-- start Data for this exercise --
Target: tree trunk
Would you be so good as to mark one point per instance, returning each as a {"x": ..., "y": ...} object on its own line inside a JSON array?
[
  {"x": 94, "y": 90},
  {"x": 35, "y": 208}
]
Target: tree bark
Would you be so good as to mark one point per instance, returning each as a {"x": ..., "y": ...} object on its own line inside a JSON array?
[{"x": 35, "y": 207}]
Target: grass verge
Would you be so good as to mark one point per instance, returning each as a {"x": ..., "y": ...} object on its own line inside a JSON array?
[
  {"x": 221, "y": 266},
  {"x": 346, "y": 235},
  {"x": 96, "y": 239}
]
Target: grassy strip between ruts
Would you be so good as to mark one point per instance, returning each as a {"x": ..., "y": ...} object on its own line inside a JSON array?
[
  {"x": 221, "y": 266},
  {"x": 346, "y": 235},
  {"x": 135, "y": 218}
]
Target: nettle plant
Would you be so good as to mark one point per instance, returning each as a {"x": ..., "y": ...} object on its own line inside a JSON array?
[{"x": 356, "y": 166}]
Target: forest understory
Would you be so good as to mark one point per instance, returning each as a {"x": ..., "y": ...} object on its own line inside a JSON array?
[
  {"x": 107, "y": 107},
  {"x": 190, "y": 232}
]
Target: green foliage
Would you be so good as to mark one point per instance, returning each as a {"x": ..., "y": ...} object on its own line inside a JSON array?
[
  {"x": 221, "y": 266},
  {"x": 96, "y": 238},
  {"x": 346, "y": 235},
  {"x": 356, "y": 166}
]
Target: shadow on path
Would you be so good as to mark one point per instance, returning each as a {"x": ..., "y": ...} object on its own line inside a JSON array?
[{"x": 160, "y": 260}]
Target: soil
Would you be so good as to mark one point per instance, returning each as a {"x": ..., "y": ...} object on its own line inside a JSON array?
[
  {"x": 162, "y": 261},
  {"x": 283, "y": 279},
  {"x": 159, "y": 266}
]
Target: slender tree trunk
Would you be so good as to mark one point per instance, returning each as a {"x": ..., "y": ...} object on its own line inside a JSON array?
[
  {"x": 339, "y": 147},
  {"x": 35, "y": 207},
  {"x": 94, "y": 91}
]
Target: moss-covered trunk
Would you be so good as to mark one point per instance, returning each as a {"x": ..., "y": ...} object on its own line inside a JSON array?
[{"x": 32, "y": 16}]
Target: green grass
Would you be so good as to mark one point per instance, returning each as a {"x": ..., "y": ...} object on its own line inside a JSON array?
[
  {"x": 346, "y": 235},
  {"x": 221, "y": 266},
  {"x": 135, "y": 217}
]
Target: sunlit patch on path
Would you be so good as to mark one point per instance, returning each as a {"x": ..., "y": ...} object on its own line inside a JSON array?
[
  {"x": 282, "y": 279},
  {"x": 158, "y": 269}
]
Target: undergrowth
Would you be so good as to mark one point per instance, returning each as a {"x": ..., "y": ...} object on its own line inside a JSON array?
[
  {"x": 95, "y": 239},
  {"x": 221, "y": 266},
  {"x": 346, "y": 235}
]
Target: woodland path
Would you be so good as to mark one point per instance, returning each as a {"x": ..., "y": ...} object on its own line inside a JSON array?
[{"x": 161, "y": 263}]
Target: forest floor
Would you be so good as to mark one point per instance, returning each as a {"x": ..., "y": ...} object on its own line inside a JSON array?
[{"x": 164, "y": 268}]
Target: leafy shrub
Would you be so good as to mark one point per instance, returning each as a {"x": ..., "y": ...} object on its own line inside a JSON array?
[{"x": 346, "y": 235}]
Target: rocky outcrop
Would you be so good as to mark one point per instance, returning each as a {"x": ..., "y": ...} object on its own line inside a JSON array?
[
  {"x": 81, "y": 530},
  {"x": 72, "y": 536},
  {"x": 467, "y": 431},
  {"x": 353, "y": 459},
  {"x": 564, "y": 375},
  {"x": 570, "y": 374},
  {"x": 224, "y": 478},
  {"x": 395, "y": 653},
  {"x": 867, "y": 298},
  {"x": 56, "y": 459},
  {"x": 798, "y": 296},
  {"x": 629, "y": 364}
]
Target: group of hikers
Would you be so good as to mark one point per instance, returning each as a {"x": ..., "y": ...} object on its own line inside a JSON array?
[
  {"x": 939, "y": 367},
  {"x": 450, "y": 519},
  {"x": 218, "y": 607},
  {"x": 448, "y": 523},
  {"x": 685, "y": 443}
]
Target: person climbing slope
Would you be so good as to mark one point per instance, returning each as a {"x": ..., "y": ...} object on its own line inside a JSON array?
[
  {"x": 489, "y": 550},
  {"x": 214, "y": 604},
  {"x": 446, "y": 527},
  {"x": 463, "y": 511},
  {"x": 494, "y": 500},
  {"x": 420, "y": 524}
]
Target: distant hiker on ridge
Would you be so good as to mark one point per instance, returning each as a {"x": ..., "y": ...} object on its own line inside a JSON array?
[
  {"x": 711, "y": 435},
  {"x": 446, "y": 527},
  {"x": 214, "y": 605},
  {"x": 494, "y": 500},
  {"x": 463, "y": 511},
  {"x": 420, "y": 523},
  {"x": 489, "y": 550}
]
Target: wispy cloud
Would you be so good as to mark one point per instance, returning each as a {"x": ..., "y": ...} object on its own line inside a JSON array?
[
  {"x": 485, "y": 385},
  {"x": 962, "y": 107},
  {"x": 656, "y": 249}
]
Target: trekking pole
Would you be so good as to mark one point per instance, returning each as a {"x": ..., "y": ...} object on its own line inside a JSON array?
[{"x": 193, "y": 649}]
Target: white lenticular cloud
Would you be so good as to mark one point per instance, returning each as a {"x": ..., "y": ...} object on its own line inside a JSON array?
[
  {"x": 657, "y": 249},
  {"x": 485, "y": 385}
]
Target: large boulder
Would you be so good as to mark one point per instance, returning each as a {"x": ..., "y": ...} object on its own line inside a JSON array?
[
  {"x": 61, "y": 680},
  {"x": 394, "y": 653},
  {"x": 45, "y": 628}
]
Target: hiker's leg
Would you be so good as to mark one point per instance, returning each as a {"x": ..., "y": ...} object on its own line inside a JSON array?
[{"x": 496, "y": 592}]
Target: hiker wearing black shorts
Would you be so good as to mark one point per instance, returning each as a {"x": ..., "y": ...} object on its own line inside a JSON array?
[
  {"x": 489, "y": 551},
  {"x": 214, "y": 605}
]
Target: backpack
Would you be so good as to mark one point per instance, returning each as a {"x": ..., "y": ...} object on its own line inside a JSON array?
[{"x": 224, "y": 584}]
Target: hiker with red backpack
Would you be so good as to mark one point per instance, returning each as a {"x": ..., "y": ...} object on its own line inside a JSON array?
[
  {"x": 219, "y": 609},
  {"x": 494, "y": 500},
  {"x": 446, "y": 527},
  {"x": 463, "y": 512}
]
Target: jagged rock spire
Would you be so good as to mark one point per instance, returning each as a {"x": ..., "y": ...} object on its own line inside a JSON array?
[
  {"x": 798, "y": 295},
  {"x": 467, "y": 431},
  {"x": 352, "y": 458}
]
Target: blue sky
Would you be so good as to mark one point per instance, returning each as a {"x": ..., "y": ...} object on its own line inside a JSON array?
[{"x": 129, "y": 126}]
-- end Data for this exercise --
-- start Data for this exercise --
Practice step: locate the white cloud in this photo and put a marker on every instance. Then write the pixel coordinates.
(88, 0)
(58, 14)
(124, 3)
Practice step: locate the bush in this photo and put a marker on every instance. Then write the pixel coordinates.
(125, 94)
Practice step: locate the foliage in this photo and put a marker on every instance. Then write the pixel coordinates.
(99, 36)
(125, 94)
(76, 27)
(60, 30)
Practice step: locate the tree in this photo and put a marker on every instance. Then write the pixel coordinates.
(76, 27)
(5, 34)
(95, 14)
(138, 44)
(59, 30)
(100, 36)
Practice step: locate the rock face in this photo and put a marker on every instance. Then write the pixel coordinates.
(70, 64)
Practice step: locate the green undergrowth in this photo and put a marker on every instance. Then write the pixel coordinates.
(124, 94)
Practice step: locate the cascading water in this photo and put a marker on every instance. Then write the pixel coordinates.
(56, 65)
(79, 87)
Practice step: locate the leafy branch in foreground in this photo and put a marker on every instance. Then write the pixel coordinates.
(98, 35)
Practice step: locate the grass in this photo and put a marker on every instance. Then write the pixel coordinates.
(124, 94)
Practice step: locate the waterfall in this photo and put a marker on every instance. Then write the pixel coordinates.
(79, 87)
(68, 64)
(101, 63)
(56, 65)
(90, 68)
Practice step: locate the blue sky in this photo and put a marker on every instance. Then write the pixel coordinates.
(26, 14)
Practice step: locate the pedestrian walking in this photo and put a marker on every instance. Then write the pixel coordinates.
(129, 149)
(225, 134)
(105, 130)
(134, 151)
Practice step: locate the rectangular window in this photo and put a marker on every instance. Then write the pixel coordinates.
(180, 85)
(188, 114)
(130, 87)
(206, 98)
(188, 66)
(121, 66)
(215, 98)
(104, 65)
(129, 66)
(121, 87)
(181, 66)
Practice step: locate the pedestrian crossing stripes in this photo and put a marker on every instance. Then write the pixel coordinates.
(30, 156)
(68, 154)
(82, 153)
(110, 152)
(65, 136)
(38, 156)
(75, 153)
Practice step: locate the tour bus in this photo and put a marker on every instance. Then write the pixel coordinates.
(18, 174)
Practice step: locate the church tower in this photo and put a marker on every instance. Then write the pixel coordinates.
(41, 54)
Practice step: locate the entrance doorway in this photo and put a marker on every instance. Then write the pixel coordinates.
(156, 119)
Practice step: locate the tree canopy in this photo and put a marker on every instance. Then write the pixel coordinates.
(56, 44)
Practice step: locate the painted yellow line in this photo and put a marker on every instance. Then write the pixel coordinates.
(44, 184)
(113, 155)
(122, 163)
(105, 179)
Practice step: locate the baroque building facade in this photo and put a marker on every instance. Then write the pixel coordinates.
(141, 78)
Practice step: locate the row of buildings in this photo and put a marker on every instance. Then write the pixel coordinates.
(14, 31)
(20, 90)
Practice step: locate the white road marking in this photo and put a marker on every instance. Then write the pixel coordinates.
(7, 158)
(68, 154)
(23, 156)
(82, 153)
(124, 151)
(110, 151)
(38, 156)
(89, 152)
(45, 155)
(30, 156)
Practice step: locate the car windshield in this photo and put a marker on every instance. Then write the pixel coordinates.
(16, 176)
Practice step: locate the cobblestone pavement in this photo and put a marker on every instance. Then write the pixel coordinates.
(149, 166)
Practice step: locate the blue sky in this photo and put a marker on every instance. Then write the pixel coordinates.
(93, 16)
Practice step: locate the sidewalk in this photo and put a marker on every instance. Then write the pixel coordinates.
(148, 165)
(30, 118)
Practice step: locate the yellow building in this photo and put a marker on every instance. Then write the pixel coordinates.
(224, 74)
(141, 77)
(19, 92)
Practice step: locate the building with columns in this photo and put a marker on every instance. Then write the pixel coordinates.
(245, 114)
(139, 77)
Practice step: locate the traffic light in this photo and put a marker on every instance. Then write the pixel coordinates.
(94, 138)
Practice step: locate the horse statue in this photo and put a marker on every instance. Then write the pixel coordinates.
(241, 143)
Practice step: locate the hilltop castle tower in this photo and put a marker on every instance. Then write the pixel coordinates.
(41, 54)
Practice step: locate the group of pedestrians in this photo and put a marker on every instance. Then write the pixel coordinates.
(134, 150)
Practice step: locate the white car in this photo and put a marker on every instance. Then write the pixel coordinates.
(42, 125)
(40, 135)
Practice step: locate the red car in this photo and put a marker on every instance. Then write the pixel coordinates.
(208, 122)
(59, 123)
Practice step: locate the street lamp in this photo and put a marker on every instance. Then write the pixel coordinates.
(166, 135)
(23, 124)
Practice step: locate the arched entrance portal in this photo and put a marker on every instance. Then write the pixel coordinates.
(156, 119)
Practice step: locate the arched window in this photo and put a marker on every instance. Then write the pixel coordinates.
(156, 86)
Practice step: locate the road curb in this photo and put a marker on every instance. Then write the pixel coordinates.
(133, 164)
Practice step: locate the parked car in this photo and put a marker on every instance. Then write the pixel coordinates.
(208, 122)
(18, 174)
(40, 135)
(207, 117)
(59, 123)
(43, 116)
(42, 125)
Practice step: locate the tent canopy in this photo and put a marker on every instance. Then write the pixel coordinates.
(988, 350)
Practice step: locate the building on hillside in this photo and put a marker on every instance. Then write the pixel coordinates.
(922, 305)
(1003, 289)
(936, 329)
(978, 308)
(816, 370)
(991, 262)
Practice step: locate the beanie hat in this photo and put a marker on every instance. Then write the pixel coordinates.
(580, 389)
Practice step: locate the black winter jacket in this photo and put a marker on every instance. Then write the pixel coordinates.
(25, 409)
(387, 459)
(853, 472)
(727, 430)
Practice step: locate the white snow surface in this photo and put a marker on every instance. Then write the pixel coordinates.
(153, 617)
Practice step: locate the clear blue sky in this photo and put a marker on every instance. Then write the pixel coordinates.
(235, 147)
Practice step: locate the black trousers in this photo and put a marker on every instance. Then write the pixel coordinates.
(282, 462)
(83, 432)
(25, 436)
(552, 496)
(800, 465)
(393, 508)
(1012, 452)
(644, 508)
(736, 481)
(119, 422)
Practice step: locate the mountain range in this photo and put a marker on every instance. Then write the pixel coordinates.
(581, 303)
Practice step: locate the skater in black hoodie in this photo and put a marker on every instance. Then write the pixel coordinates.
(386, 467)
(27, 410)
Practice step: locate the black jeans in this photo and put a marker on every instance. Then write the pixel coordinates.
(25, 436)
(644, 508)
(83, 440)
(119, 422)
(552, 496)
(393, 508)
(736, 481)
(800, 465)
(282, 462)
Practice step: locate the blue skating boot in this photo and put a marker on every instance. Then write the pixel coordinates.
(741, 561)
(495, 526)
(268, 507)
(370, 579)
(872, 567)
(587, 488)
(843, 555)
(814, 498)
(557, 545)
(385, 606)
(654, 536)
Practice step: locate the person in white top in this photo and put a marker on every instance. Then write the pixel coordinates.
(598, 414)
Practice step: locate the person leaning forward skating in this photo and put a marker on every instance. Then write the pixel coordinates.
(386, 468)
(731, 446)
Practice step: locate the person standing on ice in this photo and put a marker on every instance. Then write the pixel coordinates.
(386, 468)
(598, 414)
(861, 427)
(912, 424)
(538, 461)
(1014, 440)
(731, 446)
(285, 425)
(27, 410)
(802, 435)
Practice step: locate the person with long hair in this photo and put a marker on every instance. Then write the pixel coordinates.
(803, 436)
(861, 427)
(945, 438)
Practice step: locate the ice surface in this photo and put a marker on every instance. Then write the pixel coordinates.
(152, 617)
-- end Data for this exercise --
-- start Data for this exercise --
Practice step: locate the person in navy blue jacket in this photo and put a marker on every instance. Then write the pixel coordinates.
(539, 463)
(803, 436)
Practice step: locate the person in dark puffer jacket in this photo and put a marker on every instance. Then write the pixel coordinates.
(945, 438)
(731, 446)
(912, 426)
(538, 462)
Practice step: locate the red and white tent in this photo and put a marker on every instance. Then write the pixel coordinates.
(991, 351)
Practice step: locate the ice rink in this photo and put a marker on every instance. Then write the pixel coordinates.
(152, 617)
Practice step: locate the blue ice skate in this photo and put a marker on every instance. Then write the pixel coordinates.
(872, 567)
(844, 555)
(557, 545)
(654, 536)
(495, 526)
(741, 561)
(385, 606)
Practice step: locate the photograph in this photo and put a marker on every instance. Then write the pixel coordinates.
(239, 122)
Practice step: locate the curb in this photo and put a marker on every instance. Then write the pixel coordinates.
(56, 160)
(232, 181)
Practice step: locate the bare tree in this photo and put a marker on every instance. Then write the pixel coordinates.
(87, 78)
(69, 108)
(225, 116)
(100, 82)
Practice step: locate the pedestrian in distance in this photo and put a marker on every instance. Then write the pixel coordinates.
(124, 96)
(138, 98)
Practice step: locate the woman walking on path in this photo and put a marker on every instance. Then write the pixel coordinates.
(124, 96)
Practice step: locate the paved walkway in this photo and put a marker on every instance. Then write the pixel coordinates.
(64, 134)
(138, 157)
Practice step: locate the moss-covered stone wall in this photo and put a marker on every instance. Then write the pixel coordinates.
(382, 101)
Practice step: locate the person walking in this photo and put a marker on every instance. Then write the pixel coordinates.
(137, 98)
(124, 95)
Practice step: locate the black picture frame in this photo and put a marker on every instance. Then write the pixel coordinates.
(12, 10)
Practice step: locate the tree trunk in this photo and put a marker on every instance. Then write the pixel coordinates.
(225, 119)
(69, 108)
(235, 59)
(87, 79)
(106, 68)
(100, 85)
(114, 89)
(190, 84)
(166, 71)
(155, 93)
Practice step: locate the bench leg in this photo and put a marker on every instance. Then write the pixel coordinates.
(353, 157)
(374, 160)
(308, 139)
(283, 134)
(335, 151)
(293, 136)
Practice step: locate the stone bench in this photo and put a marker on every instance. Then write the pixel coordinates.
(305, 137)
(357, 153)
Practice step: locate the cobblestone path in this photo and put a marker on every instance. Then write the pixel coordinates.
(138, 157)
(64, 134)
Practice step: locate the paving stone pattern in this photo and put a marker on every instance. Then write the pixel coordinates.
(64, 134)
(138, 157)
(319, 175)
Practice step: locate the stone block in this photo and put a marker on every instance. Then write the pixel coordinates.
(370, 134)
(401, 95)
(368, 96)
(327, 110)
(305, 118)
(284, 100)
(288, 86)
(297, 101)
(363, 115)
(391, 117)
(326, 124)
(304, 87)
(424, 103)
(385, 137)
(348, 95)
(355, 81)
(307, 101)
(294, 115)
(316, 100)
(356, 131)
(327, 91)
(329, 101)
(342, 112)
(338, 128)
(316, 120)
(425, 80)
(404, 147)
-- end Data for this exercise --
**Task:** Show every line of the rows above that contains the string "trunk", treating case as significant.

**Answer for the task:**
Target: tree trunk
Target: slender tree trunk
Target: moss-covered trunk
Practice step: locate the tree trunk in this photo and put a marker on every instance. Then write the pixel coordinates.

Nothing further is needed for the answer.